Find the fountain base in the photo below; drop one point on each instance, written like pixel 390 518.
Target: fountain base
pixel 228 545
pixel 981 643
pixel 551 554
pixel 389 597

=-=-=

Return all the lines shown above, precisely as they stand.

Find the fountain base in the photo below; drop one point on each instance, written like pixel 390 518.
Target: fountain base
pixel 228 545
pixel 981 643
pixel 551 554
pixel 389 597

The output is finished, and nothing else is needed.